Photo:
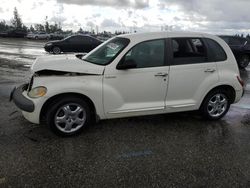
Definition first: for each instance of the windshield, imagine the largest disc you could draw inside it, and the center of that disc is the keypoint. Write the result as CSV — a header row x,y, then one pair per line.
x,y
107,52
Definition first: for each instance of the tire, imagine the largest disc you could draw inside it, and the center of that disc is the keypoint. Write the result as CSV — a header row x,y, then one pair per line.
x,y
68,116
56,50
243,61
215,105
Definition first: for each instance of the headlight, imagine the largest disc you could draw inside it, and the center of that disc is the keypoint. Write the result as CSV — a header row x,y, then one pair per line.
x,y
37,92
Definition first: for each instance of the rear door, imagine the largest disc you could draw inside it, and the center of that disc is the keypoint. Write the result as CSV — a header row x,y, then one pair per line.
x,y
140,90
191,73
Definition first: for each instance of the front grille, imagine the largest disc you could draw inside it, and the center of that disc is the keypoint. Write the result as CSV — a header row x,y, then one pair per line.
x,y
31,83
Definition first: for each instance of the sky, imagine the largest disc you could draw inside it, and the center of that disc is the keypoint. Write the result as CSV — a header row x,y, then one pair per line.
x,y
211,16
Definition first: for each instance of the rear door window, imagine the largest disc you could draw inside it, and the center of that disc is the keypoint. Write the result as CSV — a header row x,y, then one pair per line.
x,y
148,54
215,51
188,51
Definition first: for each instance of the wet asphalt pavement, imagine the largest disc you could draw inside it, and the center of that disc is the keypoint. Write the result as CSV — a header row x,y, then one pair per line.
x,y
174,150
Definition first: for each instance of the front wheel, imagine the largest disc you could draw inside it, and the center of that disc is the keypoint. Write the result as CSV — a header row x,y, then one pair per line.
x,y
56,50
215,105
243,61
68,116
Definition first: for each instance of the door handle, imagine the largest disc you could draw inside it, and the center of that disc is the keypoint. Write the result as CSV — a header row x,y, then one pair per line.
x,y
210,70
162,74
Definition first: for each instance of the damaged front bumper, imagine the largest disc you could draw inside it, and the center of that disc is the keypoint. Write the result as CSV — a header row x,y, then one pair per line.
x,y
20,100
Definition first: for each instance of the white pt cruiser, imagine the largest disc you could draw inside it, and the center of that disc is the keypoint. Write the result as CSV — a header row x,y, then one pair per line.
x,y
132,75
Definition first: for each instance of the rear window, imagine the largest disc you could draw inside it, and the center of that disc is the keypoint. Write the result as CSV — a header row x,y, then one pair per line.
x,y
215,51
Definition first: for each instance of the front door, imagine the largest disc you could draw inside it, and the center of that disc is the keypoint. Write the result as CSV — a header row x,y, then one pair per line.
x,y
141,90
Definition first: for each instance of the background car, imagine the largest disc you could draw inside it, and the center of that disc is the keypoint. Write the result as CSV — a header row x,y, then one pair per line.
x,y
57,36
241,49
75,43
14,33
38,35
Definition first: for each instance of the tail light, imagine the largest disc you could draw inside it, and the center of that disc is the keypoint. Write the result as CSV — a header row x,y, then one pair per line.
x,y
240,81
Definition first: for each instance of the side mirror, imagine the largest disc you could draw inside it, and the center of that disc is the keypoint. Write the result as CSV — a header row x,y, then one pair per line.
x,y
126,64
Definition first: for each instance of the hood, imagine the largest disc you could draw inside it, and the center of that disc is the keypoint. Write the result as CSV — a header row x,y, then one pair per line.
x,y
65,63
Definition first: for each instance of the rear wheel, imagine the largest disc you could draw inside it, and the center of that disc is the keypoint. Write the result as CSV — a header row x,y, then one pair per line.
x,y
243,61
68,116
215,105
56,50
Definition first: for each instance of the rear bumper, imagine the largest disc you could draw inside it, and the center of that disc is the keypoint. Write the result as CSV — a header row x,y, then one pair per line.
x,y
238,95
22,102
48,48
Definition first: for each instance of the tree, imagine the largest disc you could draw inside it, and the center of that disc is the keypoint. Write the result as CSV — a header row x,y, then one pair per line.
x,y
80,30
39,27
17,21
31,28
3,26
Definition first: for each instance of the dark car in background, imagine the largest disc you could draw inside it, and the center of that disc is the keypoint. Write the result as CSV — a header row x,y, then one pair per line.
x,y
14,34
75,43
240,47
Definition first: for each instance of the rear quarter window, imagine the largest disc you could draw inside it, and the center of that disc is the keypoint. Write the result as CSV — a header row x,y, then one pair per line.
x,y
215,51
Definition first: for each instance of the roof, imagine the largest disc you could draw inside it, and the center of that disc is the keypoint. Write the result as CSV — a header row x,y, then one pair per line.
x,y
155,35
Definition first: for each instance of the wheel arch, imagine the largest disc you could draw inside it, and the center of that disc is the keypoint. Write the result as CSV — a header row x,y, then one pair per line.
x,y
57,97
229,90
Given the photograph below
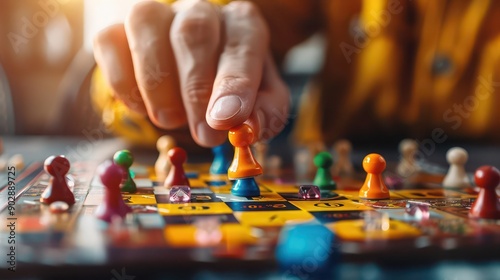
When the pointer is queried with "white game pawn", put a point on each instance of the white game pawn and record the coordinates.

__Challenge__
Copy out every item above word for word, from the first to the last, and leave out the pictures.

__Response below__
Photo:
Definition first: for each instance of the windshield, imagine the largest disc you could draw inside it, and the center of that disc is the keypoint. Write the result as CSV — a header row x,y, then one pair per line.
x,y
107,52
Definition first: for each instance of the tire, imagine the largest disc you could draw inside it, and the center of that disc is the keypoint. Write the result as CSV — a header row x,y, then one pair per line.
x,y
68,116
56,50
243,61
215,105
Definition first: for each instance of the headlight, imagine the largest disc you could draw inside it, and the center of that disc is the keypoint. Write the result as CSV — a header row x,y, then one pair per line.
x,y
37,92
Definition first: for each instance of the rear door, imagine the largest disc you could draw inside it, and the center of that disc is the keypoint. Write the result as CSV — a header row x,y, then one pair per line.
x,y
140,90
191,73
Definition first: for each instance of the front grille, imagine the largest disc you could draw inside it, and the center of that disc is the keypoint. Write the result as CSV — a header row x,y, then one pair per line.
x,y
31,83
Definition first: for each instance of the sky, imagine the largest disc you could draw inside it, and the center of that disc is the keypoint. Write the result as CSV — a header row x,y, then one pair per line.
x,y
211,16
Definition first: for each instance of the rear door window, imagine the largest disc you could draw inside it, and the center of that disc is the keypoint. Write the result as CSV — a header row x,y, then one pair per line.
x,y
148,54
215,51
188,51
Definition first: for each instance of the wet asphalt pavement, imagine the largest disc you could draw inside it, and the center of that disc is the keypoint. Write the result as CSV — a header row x,y, then one pair per line.
x,y
174,150
Definition first: for each instance of the front wheel, imagine the largest disc you could draw inside it, and the center of that disc is the keypoint. Write the result as CSV — a header row x,y, then one pair per line.
x,y
56,50
215,105
243,61
68,116
Definition first: for each instance of the door handle, imagine the largest disc you could draw inside it, and the center of that disc is the keypoint. Write the result as CSV — a header row x,y, then one pair per line.
x,y
210,70
162,74
Definition first: for each instance of the damaged front bumper, imagine the largest disc you could draw inside it, and the center of that disc is the keypoint. Write the result as CSV — a header row x,y, then one pair per line.
x,y
20,100
Definition first: for each instance of the white pt cruiser, imagine the largest disc you could draw inside it, and the center of that disc is the keypoint. Write the result as CSV — a header row x,y, then one pair per line.
x,y
132,75
Definition first: for each instance of the rear window, imagine the largest disc you could draw inside it, and the center of that disc is the keypoint. Write the result as CSV — a header row x,y, then one pair per line.
x,y
215,51
Definition first: for each instance of the front door, imagine the largest disc you could draw inside it, and the center of that disc is the keypoint. Write the result as CSV — a header row x,y, then one pair per line.
x,y
141,90
Definition first: for each instance of the background car, imagine the largest disc you could draw inside it, and the center of that disc is the keypoint. Write the result as CSV — a header row x,y, then one pair per line.
x,y
57,36
241,49
75,43
14,33
38,35
Definition first: for each instance of the tail light, imagine the largest disc you could draw inside it, and the center of that disc is the keypoint. Write the result as CSV — a header row x,y, then one pair per line.
x,y
240,81
Definition first: for each instance of the side mirror, imagine the largest disc you could draw inside it, and the center of that disc is the keypoint. Write the result as CSV — a header row x,y, then one pair per line.
x,y
126,64
Definition first: for each instance of the hood, imagine the largest disc you could draw inside it, and the center of that disc is the keypoint. Write the result as CSV — a header row x,y, then one pair per line.
x,y
65,63
Definition first: for each instance of the rear wheel, imagine the largest disc you could draw inside it, and the center of that disc is the keypoint. Write the result as CSV — a header row x,y, then one pair per line.
x,y
243,61
68,116
215,105
56,50
Definition first: for each instance of the rear bumper, imagine the largest disc you could draw inside it, and the center of that disc is the keypoint. Write the result as CSV — a header row x,y, then one pair per line.
x,y
238,95
22,102
48,48
Definition first: for each instance of the tree, imagine the largest disc you could draw inside it, and the center of that disc is the keypoint. Write the result as CSV — a header row x,y, then one pair per line.
x,y
80,30
39,27
17,21
31,28
3,26
Definition first: for each instance of the dark car in background, imagine the largest disc you could draw inside it, and the center of that disc is the keypoint. Write the result as CSV — a header row x,y, then one pair per line.
x,y
14,34
75,43
240,47
Definition first: for each instance of the rear quarter window, imagine the largest disc you could draw inside it, and the center of that disc is the keypoint. Write the result as CSV — a header row x,y, then one pair per line.
x,y
215,51
Definition first: for each instance of the roof, imagine the largest disc you could draw inside it, and the center of that disc is the keypoint. Write the result as CSV — a header row x,y, then one pair per line.
x,y
155,35
Definition first: for each instance of the wheel arch, imagine the largest disc you could draw inside it, and the center of that disc is the keypoint. Write the result as CSV — a header row x,y, then one pair per line.
x,y
57,97
229,90
Given the photograph below
When the pointer is queried with "white game pawn", put a point on each instance of the white game pawn and record the coordinates.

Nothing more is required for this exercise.